> **Material for the task**
╔══
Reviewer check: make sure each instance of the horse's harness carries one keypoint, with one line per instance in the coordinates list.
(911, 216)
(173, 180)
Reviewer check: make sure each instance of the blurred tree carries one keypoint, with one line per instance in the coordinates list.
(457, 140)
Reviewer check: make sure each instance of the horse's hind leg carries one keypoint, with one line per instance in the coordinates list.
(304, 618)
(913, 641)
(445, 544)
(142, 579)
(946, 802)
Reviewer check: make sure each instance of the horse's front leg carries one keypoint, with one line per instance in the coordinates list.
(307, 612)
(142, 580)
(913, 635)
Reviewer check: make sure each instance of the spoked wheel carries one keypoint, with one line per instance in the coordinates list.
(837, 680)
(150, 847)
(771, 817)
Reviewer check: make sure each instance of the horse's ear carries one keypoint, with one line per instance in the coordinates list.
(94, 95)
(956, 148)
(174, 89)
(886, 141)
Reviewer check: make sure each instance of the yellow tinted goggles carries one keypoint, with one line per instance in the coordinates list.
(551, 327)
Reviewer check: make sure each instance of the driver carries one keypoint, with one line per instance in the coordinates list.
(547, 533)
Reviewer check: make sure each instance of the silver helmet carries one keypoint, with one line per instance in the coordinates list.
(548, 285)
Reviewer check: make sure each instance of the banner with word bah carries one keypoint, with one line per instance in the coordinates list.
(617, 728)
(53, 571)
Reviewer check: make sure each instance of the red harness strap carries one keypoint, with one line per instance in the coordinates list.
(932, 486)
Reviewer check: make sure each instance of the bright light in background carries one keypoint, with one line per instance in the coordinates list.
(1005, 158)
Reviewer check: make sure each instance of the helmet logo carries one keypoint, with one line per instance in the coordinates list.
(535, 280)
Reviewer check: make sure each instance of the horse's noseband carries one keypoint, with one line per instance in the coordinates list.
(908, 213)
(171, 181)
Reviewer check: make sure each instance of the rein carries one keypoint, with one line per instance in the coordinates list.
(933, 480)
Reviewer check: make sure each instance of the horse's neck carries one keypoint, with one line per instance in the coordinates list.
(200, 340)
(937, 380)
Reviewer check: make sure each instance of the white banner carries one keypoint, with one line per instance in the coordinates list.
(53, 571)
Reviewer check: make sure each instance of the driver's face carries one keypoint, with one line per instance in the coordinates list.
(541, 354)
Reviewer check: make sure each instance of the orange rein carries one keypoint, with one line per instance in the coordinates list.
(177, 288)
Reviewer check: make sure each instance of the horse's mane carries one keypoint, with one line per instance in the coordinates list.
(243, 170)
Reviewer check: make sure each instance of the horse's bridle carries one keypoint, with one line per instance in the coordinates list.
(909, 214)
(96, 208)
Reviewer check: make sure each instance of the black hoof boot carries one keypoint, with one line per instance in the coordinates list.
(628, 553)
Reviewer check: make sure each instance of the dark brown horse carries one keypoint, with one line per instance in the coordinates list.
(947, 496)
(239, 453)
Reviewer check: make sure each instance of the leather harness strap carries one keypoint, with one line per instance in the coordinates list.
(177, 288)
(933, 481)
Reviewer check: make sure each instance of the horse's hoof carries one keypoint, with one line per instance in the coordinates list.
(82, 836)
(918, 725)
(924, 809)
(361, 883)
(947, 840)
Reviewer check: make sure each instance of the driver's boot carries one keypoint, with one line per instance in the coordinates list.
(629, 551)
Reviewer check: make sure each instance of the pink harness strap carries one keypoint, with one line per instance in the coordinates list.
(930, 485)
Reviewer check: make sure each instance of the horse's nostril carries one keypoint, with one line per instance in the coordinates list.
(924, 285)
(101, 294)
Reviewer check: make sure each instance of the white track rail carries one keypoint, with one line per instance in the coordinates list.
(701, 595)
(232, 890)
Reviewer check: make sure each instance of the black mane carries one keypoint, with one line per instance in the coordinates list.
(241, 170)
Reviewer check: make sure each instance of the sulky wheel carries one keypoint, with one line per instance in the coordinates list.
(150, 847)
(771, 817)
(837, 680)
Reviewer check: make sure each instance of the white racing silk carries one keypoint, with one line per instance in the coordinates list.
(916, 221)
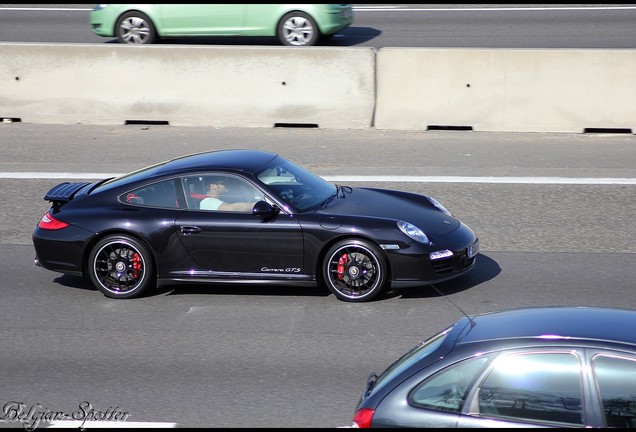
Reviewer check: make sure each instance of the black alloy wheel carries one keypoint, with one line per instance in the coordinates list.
(120, 267)
(355, 270)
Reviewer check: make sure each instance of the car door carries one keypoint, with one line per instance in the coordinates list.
(200, 19)
(237, 241)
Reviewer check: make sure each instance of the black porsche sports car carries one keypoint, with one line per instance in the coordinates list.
(247, 216)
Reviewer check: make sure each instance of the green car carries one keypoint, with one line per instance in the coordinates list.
(298, 25)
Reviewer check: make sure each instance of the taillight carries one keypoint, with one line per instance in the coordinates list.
(363, 418)
(50, 223)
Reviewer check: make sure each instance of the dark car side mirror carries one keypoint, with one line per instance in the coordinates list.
(265, 210)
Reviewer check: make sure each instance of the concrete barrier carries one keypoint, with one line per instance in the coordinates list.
(509, 90)
(188, 85)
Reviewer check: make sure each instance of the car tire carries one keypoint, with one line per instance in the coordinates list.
(355, 270)
(297, 29)
(120, 267)
(135, 28)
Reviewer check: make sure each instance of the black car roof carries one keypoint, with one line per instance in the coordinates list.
(554, 322)
(233, 159)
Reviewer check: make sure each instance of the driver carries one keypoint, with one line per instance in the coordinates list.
(213, 201)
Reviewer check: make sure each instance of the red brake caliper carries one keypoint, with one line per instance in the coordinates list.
(136, 265)
(344, 259)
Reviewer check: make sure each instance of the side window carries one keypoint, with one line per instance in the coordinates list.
(534, 386)
(447, 389)
(616, 379)
(220, 192)
(160, 194)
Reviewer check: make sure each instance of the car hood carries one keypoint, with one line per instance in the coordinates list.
(390, 204)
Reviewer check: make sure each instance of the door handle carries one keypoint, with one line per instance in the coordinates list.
(189, 229)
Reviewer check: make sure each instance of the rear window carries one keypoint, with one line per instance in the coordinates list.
(413, 356)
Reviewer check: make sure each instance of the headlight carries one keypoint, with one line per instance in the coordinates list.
(414, 232)
(438, 205)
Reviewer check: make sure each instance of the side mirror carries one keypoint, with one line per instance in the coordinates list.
(265, 209)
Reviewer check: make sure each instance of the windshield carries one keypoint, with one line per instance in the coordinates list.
(295, 185)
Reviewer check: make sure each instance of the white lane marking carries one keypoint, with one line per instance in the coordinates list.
(107, 424)
(478, 9)
(377, 179)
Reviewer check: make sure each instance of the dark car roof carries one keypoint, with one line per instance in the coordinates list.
(554, 322)
(235, 159)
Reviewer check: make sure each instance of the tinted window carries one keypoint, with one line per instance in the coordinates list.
(160, 194)
(534, 386)
(446, 390)
(616, 379)
(234, 190)
(414, 355)
(294, 184)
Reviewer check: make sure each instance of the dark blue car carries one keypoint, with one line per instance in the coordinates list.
(247, 216)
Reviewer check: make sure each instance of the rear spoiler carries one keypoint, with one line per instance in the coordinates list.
(64, 192)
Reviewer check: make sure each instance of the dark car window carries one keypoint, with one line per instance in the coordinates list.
(414, 355)
(534, 386)
(160, 194)
(616, 379)
(447, 389)
(300, 188)
(235, 190)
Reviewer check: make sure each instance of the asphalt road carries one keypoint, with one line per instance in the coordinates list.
(554, 213)
(605, 26)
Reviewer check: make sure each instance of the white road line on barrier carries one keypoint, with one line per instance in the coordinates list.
(377, 179)
(478, 9)
(106, 424)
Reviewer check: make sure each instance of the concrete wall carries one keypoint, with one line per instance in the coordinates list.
(188, 85)
(512, 90)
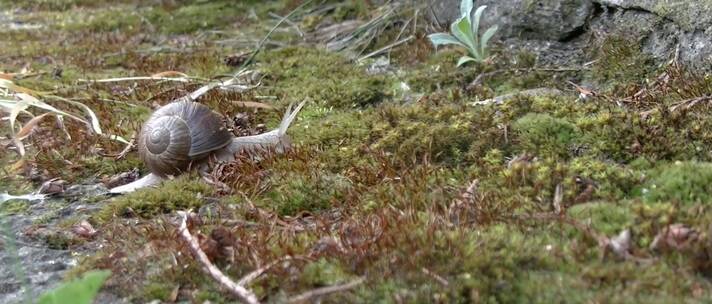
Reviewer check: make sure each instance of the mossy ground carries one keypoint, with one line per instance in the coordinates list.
(376, 184)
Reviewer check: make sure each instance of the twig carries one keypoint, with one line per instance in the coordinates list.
(287, 21)
(319, 292)
(245, 295)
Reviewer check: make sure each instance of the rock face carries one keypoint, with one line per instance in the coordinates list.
(560, 30)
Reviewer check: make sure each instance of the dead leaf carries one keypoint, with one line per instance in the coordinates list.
(84, 229)
(53, 186)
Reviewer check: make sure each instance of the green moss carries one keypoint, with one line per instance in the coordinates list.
(298, 73)
(157, 291)
(451, 134)
(613, 181)
(182, 193)
(13, 207)
(324, 273)
(682, 182)
(605, 217)
(309, 192)
(545, 135)
(199, 16)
╚══
> **To be done**
Return without any change the lines of the records from the line containing "Reviewer check: make sure each instance of the rock" through the end of the records.

> **Completed task**
Reviewer check: make sure each instance of the rock face carries one keypoint, with one line per instance in the coordinates list.
(560, 30)
Reviewer check: make sure each instance of the dead leaf carries one keypoint, with one line per instance in the coordinates list.
(84, 229)
(53, 186)
Reviewer check: make sure each instance of the green moss carries one keypoint, with one line per instance in the coordinates list.
(298, 73)
(157, 291)
(451, 134)
(613, 181)
(182, 193)
(13, 207)
(324, 273)
(682, 182)
(605, 217)
(309, 192)
(545, 135)
(199, 16)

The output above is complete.